- PASSAGE TO READ -
— begin —
The Indian malt barley market is growing, spurred by rising beer sales. Indian consumers generally prefer a stronger beer, with alcohol by volume often in the range of 6-9 per cent.

THE AUSTRALIAN barley industry is working diligently to help broker a deal on weed seed protocols with the Indian government that will enable access to a potential 500,000 tonne malt barley market.

A webinar hosted by Austrade last week heard that Australia had already won critical concessions from the Indian government which would allow Australian malt barley exporter to use phosphine to fumigate barley to reduce the risk of grain pests.

Phosphine is virtually the only effective grain protection product available in Australia and is the default fumigation treatment in all grain storages.

The issue is now to convince the Indian government to allow a certain tolerance for weed seeds endemic in Australian conditions.

Indian officials have expressed about wild radish and ryegrass seed in particular. The two weeds are considered to be the major two problem species within the Australian cropping industry and occur across virtually all major malt barley producing regions.

Fleabane is another major weed that is on the Indian government's hit list.

Australia has formally submitted that many of the weed species exist in India and should not be regarded as 'quarantine' weeds by India in terms of import protocols.

However, the officials have also indicated they are willing to work through alternatives in the interim to ensure the weed seeds do not spread into India's barley producing regions, including potentially having a requirement for the barley to be processed within a short distance of port.

This would work in line with wheat imports into Australia, where Manildra is allowed to bring in wheat for processing at its coastal Nowra facility on the provision the wheat moves directly from port to the facility, located in a non-wheat producing region.
— end —
- DATASET EXCERPTS -
— begin —
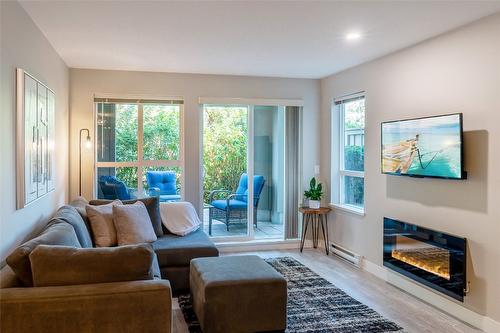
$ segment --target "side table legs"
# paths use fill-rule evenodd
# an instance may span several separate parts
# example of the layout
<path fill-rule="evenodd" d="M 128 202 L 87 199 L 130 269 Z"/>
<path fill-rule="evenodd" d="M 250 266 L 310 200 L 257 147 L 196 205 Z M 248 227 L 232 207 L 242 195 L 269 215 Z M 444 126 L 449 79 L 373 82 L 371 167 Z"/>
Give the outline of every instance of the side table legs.
<path fill-rule="evenodd" d="M 304 248 L 304 242 L 306 240 L 307 226 L 309 225 L 309 214 L 302 214 L 302 239 L 300 240 L 300 252 Z"/>
<path fill-rule="evenodd" d="M 318 248 L 319 227 L 321 225 L 323 240 L 325 241 L 325 251 L 326 255 L 328 255 L 330 253 L 330 249 L 328 248 L 328 216 L 326 214 L 302 214 L 302 239 L 300 240 L 300 252 L 302 252 L 304 248 L 309 223 L 312 224 L 312 241 L 315 249 Z"/>

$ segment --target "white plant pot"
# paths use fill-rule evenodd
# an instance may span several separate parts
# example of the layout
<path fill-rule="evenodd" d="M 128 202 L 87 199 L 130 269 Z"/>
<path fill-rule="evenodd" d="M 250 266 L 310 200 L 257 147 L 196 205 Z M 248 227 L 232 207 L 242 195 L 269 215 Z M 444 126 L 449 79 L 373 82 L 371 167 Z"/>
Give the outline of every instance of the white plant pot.
<path fill-rule="evenodd" d="M 321 201 L 319 200 L 309 200 L 309 208 L 318 209 L 321 205 Z"/>

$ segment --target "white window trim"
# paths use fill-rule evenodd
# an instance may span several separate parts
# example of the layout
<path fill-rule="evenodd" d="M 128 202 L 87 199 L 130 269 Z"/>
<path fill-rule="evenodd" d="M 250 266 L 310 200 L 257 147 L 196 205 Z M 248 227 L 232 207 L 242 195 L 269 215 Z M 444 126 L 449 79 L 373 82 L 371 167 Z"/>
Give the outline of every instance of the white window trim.
<path fill-rule="evenodd" d="M 106 96 L 112 97 L 112 96 Z M 130 96 L 126 96 L 130 98 Z M 96 97 L 97 98 L 97 97 Z M 114 96 L 114 98 L 118 98 Z M 142 96 L 144 99 L 144 96 Z M 165 99 L 168 101 L 169 99 Z M 178 99 L 182 100 L 182 99 Z M 94 142 L 97 142 L 97 107 L 94 102 Z M 127 162 L 98 162 L 97 161 L 97 144 L 94 145 L 94 177 L 92 184 L 92 192 L 93 197 L 97 198 L 97 188 L 96 188 L 96 179 L 97 177 L 97 168 L 119 168 L 119 167 L 135 167 L 137 168 L 137 194 L 138 196 L 142 196 L 143 193 L 143 184 L 142 184 L 142 172 L 144 167 L 179 167 L 181 169 L 180 174 L 180 187 L 181 187 L 181 198 L 185 198 L 185 167 L 184 167 L 184 104 L 175 104 L 179 106 L 179 159 L 178 160 L 144 160 L 143 159 L 143 139 L 144 139 L 144 116 L 143 116 L 143 103 L 131 103 L 137 104 L 137 161 L 127 161 Z M 169 103 L 166 103 L 169 104 Z"/>
<path fill-rule="evenodd" d="M 331 107 L 331 159 L 337 160 L 336 163 L 332 163 L 331 170 L 331 184 L 336 184 L 331 188 L 331 207 L 353 213 L 356 215 L 364 216 L 365 207 L 358 207 L 350 204 L 346 204 L 343 198 L 343 177 L 358 177 L 365 178 L 364 171 L 351 171 L 344 170 L 344 108 L 342 107 L 339 112 L 337 111 L 337 106 L 335 102 L 344 101 L 357 97 L 365 97 L 365 92 L 358 92 L 351 95 L 345 95 L 339 98 L 335 98 Z M 366 118 L 366 114 L 365 114 Z M 366 191 L 365 191 L 366 193 Z"/>

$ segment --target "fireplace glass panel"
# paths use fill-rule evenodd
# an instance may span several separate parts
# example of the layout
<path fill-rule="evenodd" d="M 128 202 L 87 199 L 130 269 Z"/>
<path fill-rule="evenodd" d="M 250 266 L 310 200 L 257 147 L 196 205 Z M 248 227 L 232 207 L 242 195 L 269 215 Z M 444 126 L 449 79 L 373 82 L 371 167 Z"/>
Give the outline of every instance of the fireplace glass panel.
<path fill-rule="evenodd" d="M 394 259 L 450 280 L 450 251 L 398 235 L 391 253 Z"/>
<path fill-rule="evenodd" d="M 384 217 L 384 266 L 463 302 L 467 240 Z"/>

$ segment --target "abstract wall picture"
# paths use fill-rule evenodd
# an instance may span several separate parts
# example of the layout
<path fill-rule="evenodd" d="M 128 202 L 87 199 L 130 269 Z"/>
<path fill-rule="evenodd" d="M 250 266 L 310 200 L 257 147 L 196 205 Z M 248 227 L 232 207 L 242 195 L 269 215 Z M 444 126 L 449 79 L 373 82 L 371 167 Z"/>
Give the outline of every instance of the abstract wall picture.
<path fill-rule="evenodd" d="M 55 94 L 17 69 L 17 209 L 55 188 Z"/>

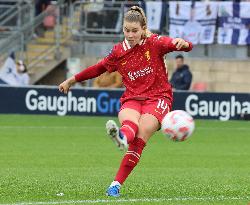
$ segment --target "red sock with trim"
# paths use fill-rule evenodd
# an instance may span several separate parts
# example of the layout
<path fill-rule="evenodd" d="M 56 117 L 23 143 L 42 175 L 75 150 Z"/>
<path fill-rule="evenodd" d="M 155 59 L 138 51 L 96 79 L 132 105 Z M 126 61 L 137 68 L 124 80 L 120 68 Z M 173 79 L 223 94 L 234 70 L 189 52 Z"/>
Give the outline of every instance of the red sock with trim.
<path fill-rule="evenodd" d="M 120 128 L 120 132 L 126 136 L 127 143 L 130 144 L 136 136 L 138 125 L 130 120 L 124 120 Z"/>
<path fill-rule="evenodd" d="M 146 143 L 138 137 L 136 137 L 130 143 L 128 151 L 123 157 L 120 168 L 115 176 L 115 181 L 118 181 L 120 184 L 123 184 L 123 182 L 127 179 L 128 175 L 139 162 L 141 153 L 145 145 Z"/>

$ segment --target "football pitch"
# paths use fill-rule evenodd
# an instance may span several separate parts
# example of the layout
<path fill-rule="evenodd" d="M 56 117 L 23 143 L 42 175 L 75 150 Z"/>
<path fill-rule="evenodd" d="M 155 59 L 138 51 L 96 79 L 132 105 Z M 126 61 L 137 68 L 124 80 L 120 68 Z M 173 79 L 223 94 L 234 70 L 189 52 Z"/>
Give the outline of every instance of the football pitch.
<path fill-rule="evenodd" d="M 156 133 L 114 199 L 105 191 L 124 152 L 108 119 L 0 115 L 0 205 L 250 204 L 249 122 L 196 120 L 180 143 Z"/>

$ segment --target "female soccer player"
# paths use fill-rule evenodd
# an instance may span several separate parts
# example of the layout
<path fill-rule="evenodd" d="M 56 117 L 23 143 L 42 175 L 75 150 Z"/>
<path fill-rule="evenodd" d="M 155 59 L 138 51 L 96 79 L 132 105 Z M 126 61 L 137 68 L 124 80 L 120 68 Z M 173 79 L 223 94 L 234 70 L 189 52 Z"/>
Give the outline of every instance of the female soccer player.
<path fill-rule="evenodd" d="M 116 44 L 101 62 L 90 66 L 59 85 L 67 93 L 75 82 L 97 77 L 105 71 L 118 71 L 126 88 L 118 114 L 121 128 L 113 120 L 106 124 L 107 132 L 126 152 L 107 195 L 120 196 L 120 188 L 139 162 L 149 138 L 160 128 L 163 117 L 172 107 L 172 88 L 168 82 L 164 55 L 172 51 L 190 51 L 192 44 L 181 38 L 172 39 L 147 30 L 144 11 L 133 6 L 125 13 L 125 39 Z"/>

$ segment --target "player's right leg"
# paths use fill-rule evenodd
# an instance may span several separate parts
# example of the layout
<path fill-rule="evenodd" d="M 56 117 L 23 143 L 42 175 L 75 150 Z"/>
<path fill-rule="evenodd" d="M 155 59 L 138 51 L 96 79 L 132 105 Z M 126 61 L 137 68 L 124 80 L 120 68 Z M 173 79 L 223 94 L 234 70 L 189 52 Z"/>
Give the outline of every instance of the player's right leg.
<path fill-rule="evenodd" d="M 140 106 L 140 103 L 137 103 L 135 100 L 123 104 L 118 115 L 121 123 L 120 129 L 114 120 L 108 120 L 106 123 L 107 134 L 121 150 L 126 149 L 136 136 L 140 118 Z"/>

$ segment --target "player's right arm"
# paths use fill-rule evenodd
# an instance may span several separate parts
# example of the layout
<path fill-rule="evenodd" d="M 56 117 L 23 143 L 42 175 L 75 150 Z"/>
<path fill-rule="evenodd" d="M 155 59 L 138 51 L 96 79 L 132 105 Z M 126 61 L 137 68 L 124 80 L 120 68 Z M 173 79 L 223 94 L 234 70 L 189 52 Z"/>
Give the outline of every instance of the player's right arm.
<path fill-rule="evenodd" d="M 72 87 L 76 82 L 82 82 L 91 78 L 95 78 L 106 71 L 115 71 L 117 68 L 116 62 L 116 55 L 113 49 L 110 54 L 99 63 L 84 69 L 83 71 L 62 82 L 59 85 L 59 91 L 67 94 L 70 87 Z"/>

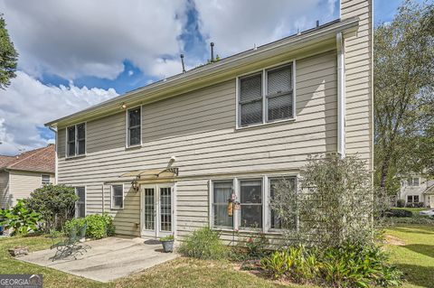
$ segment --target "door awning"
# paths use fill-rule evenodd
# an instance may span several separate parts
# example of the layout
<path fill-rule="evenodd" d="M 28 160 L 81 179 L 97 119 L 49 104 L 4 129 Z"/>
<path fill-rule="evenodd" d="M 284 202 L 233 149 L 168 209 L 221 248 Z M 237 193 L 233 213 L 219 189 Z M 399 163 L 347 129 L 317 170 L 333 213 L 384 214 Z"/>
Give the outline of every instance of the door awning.
<path fill-rule="evenodd" d="M 175 176 L 178 176 L 178 168 L 136 170 L 123 173 L 119 177 L 135 177 L 136 179 L 148 179 L 172 178 Z"/>

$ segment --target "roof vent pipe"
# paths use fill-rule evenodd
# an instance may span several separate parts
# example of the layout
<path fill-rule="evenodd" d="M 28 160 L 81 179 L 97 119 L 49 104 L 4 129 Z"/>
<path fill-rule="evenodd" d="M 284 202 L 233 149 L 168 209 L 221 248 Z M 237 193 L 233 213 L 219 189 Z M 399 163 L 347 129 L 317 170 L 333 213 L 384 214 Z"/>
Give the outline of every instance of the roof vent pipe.
<path fill-rule="evenodd" d="M 183 64 L 183 73 L 185 73 L 185 65 L 184 64 L 184 54 L 180 55 L 181 57 L 181 63 Z"/>
<path fill-rule="evenodd" d="M 214 42 L 211 42 L 211 62 L 214 61 Z"/>

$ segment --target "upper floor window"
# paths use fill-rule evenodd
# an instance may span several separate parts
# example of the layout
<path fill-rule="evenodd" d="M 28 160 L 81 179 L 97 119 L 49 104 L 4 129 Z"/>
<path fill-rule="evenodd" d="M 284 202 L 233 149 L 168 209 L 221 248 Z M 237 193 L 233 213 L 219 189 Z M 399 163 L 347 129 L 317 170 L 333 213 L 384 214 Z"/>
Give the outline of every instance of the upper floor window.
<path fill-rule="evenodd" d="M 42 175 L 41 175 L 41 183 L 42 183 L 42 185 L 51 184 L 52 181 L 50 181 L 50 175 L 48 175 L 48 174 L 42 174 Z"/>
<path fill-rule="evenodd" d="M 139 145 L 142 143 L 140 107 L 127 111 L 127 146 Z"/>
<path fill-rule="evenodd" d="M 66 133 L 66 149 L 69 157 L 82 155 L 86 153 L 86 124 L 69 126 Z"/>
<path fill-rule="evenodd" d="M 407 186 L 419 186 L 418 177 L 409 177 L 407 179 Z"/>
<path fill-rule="evenodd" d="M 294 118 L 293 70 L 291 63 L 239 79 L 239 126 Z"/>

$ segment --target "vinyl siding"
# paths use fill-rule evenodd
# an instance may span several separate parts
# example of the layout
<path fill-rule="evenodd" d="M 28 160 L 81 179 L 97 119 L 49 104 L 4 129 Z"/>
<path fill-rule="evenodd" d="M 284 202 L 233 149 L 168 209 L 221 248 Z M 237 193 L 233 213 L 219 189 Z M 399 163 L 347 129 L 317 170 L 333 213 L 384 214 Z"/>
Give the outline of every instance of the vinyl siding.
<path fill-rule="evenodd" d="M 110 185 L 103 183 L 132 170 L 165 167 L 175 155 L 176 232 L 207 225 L 210 178 L 297 172 L 309 153 L 336 151 L 336 53 L 297 60 L 296 68 L 295 121 L 235 129 L 233 79 L 143 106 L 141 148 L 125 148 L 125 112 L 87 122 L 85 157 L 65 159 L 60 128 L 59 182 L 86 186 L 88 213 L 108 212 L 117 233 L 137 236 L 140 193 L 126 183 L 124 209 L 110 209 Z"/>
<path fill-rule="evenodd" d="M 8 208 L 9 200 L 9 173 L 7 172 L 0 172 L 0 208 Z"/>
<path fill-rule="evenodd" d="M 12 201 L 12 206 L 16 204 L 16 200 L 20 199 L 25 199 L 30 196 L 35 189 L 42 187 L 42 174 L 34 172 L 23 172 L 23 171 L 10 171 L 10 189 L 9 194 Z M 51 175 L 51 181 L 54 183 L 54 174 Z"/>
<path fill-rule="evenodd" d="M 355 36 L 344 34 L 345 147 L 373 168 L 373 2 L 342 0 L 341 18 L 359 17 Z"/>

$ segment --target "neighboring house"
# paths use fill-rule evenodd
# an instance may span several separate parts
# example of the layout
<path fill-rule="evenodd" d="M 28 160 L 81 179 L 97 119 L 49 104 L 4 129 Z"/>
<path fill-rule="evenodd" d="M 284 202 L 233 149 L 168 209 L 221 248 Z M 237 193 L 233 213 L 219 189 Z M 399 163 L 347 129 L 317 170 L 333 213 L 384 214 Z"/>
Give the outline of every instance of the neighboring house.
<path fill-rule="evenodd" d="M 43 184 L 54 183 L 55 159 L 54 144 L 16 156 L 0 155 L 0 208 L 14 206 Z"/>
<path fill-rule="evenodd" d="M 78 216 L 108 212 L 134 237 L 273 235 L 273 182 L 296 183 L 309 154 L 372 170 L 372 1 L 341 2 L 339 20 L 47 123 Z"/>
<path fill-rule="evenodd" d="M 401 182 L 400 199 L 406 205 L 422 202 L 424 207 L 434 208 L 434 180 L 413 174 Z"/>

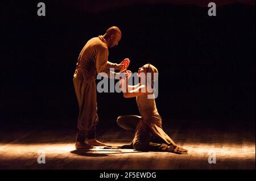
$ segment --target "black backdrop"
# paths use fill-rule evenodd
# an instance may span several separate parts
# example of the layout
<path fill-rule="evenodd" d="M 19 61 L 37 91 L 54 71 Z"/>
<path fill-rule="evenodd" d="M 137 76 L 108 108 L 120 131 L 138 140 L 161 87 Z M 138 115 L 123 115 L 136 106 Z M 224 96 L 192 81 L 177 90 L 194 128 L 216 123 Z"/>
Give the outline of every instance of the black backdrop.
<path fill-rule="evenodd" d="M 110 60 L 131 60 L 137 71 L 150 62 L 159 71 L 159 112 L 166 120 L 255 119 L 255 6 L 143 4 L 98 12 L 37 2 L 10 2 L 1 14 L 1 123 L 76 126 L 78 106 L 72 77 L 79 54 L 90 38 L 112 26 L 123 36 Z M 135 99 L 98 94 L 100 123 L 138 114 Z"/>

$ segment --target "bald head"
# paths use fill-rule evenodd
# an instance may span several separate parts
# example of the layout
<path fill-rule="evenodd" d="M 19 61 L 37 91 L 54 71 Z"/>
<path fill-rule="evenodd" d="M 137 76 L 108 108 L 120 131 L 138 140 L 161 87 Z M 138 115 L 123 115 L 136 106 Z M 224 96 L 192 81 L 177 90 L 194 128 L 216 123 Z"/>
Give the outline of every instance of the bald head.
<path fill-rule="evenodd" d="M 106 31 L 106 37 L 111 36 L 111 35 L 120 35 L 120 36 L 122 36 L 122 33 L 120 31 L 120 30 L 117 27 L 110 27 L 109 29 L 107 30 Z"/>
<path fill-rule="evenodd" d="M 108 47 L 112 48 L 118 44 L 118 41 L 122 37 L 122 33 L 118 27 L 113 26 L 107 30 L 104 37 L 108 43 Z"/>

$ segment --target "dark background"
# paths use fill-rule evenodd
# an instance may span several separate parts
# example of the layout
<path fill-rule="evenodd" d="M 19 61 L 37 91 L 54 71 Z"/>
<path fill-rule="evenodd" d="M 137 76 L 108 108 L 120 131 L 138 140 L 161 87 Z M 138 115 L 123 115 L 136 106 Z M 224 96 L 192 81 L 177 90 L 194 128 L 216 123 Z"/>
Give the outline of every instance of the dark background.
<path fill-rule="evenodd" d="M 41 17 L 38 2 L 6 2 L 0 15 L 1 125 L 75 128 L 77 58 L 89 39 L 112 26 L 123 36 L 109 49 L 109 60 L 130 58 L 133 71 L 147 62 L 158 69 L 156 102 L 163 121 L 254 123 L 254 3 L 218 6 L 216 1 L 213 17 L 204 3 L 167 1 L 112 6 L 90 1 L 89 7 L 81 1 L 43 1 L 46 16 Z M 97 96 L 100 127 L 139 113 L 135 98 Z"/>

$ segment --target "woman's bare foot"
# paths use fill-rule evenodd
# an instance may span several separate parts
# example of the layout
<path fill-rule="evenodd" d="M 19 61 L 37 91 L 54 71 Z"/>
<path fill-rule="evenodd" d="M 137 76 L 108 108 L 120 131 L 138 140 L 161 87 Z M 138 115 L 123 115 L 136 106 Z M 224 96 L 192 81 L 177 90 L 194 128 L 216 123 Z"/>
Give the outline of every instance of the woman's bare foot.
<path fill-rule="evenodd" d="M 76 142 L 76 145 L 75 146 L 77 149 L 90 149 L 94 148 L 94 146 L 92 145 L 88 144 L 84 142 L 77 141 Z"/>
<path fill-rule="evenodd" d="M 86 143 L 93 146 L 107 146 L 105 144 L 97 140 L 96 138 L 88 139 Z"/>

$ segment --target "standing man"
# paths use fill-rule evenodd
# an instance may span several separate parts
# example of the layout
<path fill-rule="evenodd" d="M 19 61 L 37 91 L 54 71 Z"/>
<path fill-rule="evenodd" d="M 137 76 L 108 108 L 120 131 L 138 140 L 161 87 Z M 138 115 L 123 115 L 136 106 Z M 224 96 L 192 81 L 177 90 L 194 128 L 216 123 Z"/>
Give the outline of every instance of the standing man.
<path fill-rule="evenodd" d="M 108 48 L 117 45 L 121 37 L 120 30 L 117 27 L 112 27 L 104 35 L 89 40 L 79 55 L 73 79 L 80 110 L 76 149 L 106 146 L 96 138 L 96 126 L 98 121 L 96 77 L 101 72 L 106 73 L 109 77 L 110 68 L 123 70 L 129 66 L 130 61 L 127 58 L 119 64 L 108 61 Z"/>

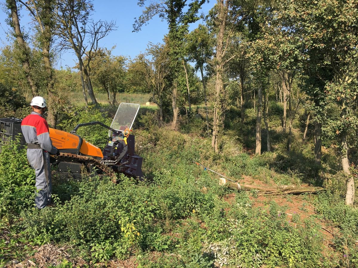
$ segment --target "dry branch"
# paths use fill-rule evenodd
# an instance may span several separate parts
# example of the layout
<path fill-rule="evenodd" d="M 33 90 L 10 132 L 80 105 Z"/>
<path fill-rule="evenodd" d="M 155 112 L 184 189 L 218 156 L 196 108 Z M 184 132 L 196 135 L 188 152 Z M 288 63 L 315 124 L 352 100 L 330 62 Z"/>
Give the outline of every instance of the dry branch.
<path fill-rule="evenodd" d="M 324 190 L 324 188 L 319 187 L 297 186 L 294 185 L 280 185 L 274 187 L 260 186 L 251 184 L 239 184 L 232 182 L 224 178 L 220 179 L 220 184 L 227 185 L 229 188 L 244 191 L 256 191 L 258 194 L 299 194 L 305 193 L 316 193 Z"/>

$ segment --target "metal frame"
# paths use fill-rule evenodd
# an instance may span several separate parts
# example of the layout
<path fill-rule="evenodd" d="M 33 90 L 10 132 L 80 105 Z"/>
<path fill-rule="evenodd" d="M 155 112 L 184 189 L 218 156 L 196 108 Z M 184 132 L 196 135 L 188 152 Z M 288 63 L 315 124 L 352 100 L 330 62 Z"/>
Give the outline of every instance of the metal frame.
<path fill-rule="evenodd" d="M 117 131 L 124 132 L 127 128 L 132 129 L 140 105 L 135 103 L 122 102 L 118 106 L 116 115 L 111 124 L 111 128 Z M 112 136 L 112 131 L 108 131 L 108 136 Z"/>

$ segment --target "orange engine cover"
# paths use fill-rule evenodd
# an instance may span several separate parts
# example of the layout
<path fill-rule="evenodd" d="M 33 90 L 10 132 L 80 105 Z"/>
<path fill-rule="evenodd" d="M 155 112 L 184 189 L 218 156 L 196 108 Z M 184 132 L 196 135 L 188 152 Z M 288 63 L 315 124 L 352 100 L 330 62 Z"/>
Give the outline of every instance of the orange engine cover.
<path fill-rule="evenodd" d="M 82 145 L 79 149 L 79 152 L 86 155 L 91 155 L 96 157 L 103 158 L 103 154 L 101 149 L 92 143 L 82 139 Z"/>
<path fill-rule="evenodd" d="M 49 128 L 50 138 L 53 146 L 59 150 L 62 149 L 77 149 L 78 147 L 80 139 L 78 136 L 62 130 Z M 103 158 L 101 149 L 91 143 L 82 139 L 82 144 L 79 152 L 86 155 Z"/>

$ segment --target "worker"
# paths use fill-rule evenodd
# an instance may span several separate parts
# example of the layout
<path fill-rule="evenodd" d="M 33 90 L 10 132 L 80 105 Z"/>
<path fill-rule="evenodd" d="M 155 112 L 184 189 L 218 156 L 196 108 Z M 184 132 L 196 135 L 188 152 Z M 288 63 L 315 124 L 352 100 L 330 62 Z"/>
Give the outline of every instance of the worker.
<path fill-rule="evenodd" d="M 48 125 L 43 117 L 47 106 L 45 99 L 35 97 L 30 105 L 33 111 L 23 120 L 21 131 L 27 143 L 27 159 L 36 176 L 35 203 L 38 208 L 42 209 L 51 204 L 52 184 L 49 153 L 59 155 L 59 153 L 52 145 Z"/>

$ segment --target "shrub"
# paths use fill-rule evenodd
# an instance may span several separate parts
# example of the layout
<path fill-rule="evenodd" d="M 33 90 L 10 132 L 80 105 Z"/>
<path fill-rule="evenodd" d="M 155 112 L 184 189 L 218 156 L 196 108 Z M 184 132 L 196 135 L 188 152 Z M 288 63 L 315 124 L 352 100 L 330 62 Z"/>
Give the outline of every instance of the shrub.
<path fill-rule="evenodd" d="M 0 217 L 17 214 L 34 203 L 35 172 L 19 139 L 0 144 Z"/>

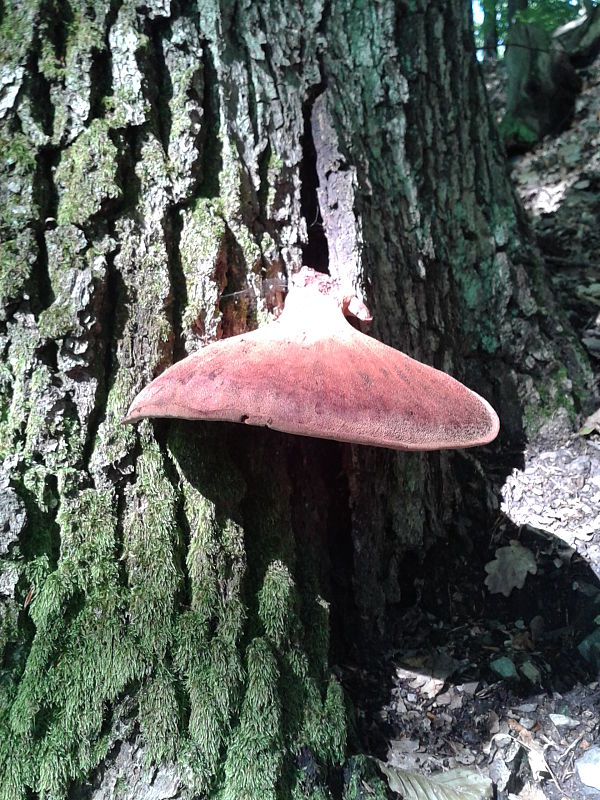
— end —
- EXERCISE GOAL -
Please copy the article on Australian malt barley access to India from "THE AUSTRALIAN barley" up to and including "malt barley market.", swapping "diligently" for "steadily".

- REPLY -
THE AUSTRALIAN barley industry is working steadily to help broker a deal on weed seed protocols with the Indian government that will enable access to a potential 500,000 tonne malt barley market.